**EXTRACT**
Fear as a Barrier to Progress
- Dr Jar

- May 26
- 5 min read
Why real courage does not come from forcing fear away
What if real courage is not the absence of fear, but the capacity to stay present while fear is still there? This is where Tai Chi becomes more than movement. It becomes a practice of learning how to move without losing centre, how to soften without collapsing, and how to take the next step without abandoning ourselves.
Fear often tells us to stop, delay, withdraw, or wait until we feel completely ready. But life rarely offers that kind of perfect certainty. In Tai Chi, we learn that progress does not come from rushing forward, nor from holding ourselves still. It comes from finding the ground beneath us, listening to the body, and allowing one clear movement to emerge from steadiness.
Apex Tai Chi, Swansea, South Wales
Very often, what stops us from moving forward is not a lack of ability, opportunity, or knowledge.
What holds us back is often fear.
Not always the obvious kind. Not panic, collapse, or dramatic anxiety. More often, it is quiet. It hides inside hesitation, procrastination, loss of purpose, and the constant search for more preparation.
We tell ourselves, “I will begin when I feel more confident.” “I will take action when the conditions are better.” “I will make that decision when I am less tired, less busy, less uncertain.”

But very often, “I am not ready yet” is simply fear dressed as reason.
One of the strongest effects of fear is that it makes not moving feel safe. It turns the comfort zone into wisdom, withdrawal into caution, and delay into waiting for the right time.
Life may still continue on the surface. But inwardly, one part of us may have stopped moving a long time ago.
This is how fear becomes a barrier to progress.
Progress needs action. If we want to grow, change, improve our health, build something meaningful, or live more honestly, at some point we have to enter practice. We have to do something.

Some records
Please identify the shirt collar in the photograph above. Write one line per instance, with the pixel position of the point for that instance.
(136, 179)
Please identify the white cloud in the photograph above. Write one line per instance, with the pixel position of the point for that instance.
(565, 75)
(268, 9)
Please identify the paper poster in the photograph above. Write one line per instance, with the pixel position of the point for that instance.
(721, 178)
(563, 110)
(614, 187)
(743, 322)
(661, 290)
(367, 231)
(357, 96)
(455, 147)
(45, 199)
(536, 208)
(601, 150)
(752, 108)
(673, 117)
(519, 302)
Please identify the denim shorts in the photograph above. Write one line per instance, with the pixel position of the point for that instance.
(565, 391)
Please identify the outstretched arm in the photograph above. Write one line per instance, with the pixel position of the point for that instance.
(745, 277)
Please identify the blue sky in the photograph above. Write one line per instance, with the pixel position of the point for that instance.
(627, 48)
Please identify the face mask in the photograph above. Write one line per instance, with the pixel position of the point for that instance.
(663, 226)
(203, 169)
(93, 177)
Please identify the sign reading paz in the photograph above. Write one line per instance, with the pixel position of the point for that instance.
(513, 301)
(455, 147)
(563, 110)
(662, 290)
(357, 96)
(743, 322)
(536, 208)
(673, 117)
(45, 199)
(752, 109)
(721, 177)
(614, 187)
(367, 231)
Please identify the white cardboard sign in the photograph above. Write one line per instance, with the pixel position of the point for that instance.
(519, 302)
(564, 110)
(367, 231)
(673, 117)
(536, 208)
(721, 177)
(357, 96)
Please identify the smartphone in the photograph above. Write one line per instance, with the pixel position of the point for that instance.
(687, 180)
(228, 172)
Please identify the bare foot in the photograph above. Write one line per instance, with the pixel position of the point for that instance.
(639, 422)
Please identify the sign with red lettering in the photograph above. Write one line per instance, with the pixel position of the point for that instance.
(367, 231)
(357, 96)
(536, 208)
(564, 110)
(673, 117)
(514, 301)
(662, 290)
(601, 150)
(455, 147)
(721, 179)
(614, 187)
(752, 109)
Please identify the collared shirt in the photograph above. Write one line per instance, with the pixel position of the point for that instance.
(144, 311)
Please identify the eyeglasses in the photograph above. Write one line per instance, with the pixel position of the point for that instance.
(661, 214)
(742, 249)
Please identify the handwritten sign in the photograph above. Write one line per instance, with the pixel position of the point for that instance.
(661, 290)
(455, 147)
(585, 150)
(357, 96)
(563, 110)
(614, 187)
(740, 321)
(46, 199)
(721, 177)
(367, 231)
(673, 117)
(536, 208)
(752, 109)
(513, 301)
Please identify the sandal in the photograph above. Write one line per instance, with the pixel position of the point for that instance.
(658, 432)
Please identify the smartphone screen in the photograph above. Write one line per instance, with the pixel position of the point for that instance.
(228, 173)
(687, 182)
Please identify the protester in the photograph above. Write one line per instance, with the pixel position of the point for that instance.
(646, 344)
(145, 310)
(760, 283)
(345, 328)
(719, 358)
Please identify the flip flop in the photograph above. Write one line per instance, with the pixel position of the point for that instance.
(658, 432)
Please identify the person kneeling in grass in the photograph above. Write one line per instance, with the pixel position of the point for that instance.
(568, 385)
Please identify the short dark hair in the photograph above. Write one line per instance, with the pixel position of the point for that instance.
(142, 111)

**REQUIRED WORK**
[A] Write out the passage of the Tai Chi text from "One of the strongest" to "barrier to progress.", switching "comfort zone" to "familiar routine".
[B] Decide whether each statement agrees with the Tai Chi text, answering yes or no and quoting the words that settle it: (i) Progress comes from rushing forward. (ii) Fear can hide inside procrastination. (iii) Life often offers perfect certainty.
[C] Translate this sentence from the Tai Chi text into Spanish: "What holds us back is often fear."
These records were drawn from a separate source.

**RESPONSES FOR EACH TASK**
[A]
One of the strongest effects of fear is that it makes not moving feel safe. It turns the familiar routine into wisdom, withdrawal into caution, and delay into waiting for the right time.
Life may still continue on the surface. But inwardly, one part of us may have stopped moving a long time ago.
This is how fear becomes a barrier to progress.

[B]
(i) No: "progress does not come from rushing forward, nor from holding ourselves still."
(ii) Yes: "It hides inside hesitation, procrastination, loss of purpose, and the constant search for more preparation."
(iii) No: "But life rarely offers that kind of perfect certainty."

[C] Lo que nos frena es a menudo el miedo.